-- RECORDS FOR THIS EXERCISE follows --

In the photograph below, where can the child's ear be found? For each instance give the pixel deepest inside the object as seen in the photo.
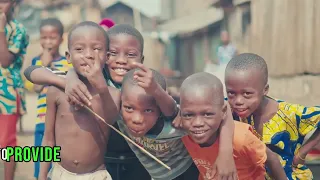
(266, 90)
(61, 40)
(108, 56)
(224, 110)
(68, 57)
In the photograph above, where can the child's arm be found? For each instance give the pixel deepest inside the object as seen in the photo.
(273, 163)
(146, 80)
(6, 57)
(43, 76)
(313, 141)
(309, 120)
(49, 134)
(220, 166)
(110, 97)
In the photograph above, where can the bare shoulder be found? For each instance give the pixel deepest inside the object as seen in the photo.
(54, 91)
(242, 131)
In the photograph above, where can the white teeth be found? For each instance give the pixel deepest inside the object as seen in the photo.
(120, 70)
(199, 132)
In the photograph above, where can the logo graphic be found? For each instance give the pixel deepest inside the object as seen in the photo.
(27, 154)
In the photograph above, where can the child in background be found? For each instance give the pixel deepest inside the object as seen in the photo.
(65, 127)
(147, 112)
(202, 109)
(106, 24)
(281, 125)
(51, 32)
(14, 41)
(126, 47)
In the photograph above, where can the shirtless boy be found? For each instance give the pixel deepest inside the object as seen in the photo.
(65, 127)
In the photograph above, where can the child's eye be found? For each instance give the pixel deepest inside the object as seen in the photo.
(187, 115)
(208, 114)
(148, 111)
(230, 93)
(131, 55)
(113, 53)
(127, 108)
(247, 94)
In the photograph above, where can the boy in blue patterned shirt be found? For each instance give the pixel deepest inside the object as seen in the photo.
(51, 32)
(14, 42)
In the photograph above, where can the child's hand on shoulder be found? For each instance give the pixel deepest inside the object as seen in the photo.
(46, 57)
(298, 159)
(3, 20)
(94, 73)
(145, 78)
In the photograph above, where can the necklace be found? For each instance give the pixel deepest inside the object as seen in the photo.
(255, 132)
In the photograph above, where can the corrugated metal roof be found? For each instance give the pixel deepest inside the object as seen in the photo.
(239, 2)
(192, 22)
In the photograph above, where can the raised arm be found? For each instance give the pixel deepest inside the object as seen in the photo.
(7, 50)
(223, 169)
(49, 134)
(110, 97)
(43, 76)
(273, 163)
(145, 78)
(309, 121)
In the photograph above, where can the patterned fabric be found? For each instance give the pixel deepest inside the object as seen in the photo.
(226, 53)
(167, 146)
(60, 64)
(11, 84)
(284, 134)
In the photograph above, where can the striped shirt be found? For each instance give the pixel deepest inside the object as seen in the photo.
(59, 65)
(167, 147)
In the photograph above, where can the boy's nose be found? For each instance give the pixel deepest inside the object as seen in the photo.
(89, 54)
(122, 60)
(137, 119)
(239, 101)
(197, 122)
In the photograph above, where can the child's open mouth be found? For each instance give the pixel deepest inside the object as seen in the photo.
(241, 111)
(135, 132)
(120, 71)
(199, 133)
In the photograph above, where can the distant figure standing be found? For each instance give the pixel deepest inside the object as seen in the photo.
(226, 51)
(107, 23)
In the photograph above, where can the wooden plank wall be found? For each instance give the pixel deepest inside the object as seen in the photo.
(287, 34)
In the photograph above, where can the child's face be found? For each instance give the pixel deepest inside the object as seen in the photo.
(5, 6)
(124, 50)
(139, 110)
(245, 91)
(85, 42)
(201, 116)
(50, 38)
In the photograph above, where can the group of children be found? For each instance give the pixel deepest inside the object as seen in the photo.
(14, 42)
(269, 137)
(198, 139)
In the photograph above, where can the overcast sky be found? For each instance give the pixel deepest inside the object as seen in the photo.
(150, 7)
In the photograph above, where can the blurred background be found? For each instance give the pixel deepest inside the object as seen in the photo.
(182, 37)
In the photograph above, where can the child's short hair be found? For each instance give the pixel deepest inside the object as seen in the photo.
(89, 24)
(107, 22)
(126, 29)
(53, 22)
(248, 61)
(128, 78)
(203, 80)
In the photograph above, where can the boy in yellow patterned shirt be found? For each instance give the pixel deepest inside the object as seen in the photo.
(51, 32)
(280, 125)
(14, 42)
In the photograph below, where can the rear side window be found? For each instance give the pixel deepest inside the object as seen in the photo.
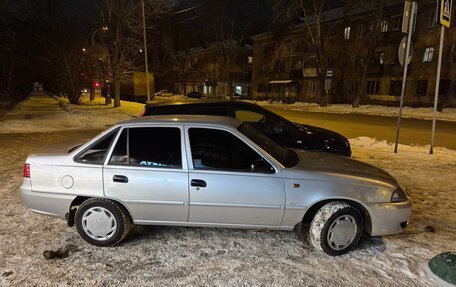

-- RECORDS FOR THIS EXERCISE concluded --

PROBLEM TO SOLVE - Please print exactly the lines running from the line with "In the photograph above, where can the group" through the final line of the material, and nothing more. Keep pictures out.

TASK OUTPUT -
In the photograph above, where can the group of children be found? For each instance give the pixel deepest inside the object as seen in the photo.
(14, 42)
(269, 137)
(198, 139)
In the photograph above, where can the overcast sky be found? For each instance give the pixel deepest inside the object as seen in the photo.
(150, 7)
In the photograph above, where can the blurred background be found? For each instance give the pixel deepest inside the object as seen in the photo.
(182, 37)
In the photograph above, where can the child's short hair be found? For each instance give the pixel deepest inside the object as seen in the photo.
(89, 24)
(107, 22)
(126, 29)
(53, 22)
(248, 61)
(128, 78)
(203, 80)
In the photograph above, where can the boy in yellow patterned shirt be found? For each instance give the pixel deepest inside the object as seen in the photo.
(51, 32)
(280, 125)
(14, 42)
In the photograph below, where can the rear side window be found? For each instance give the pixel deepest inside the object as seen in the photo.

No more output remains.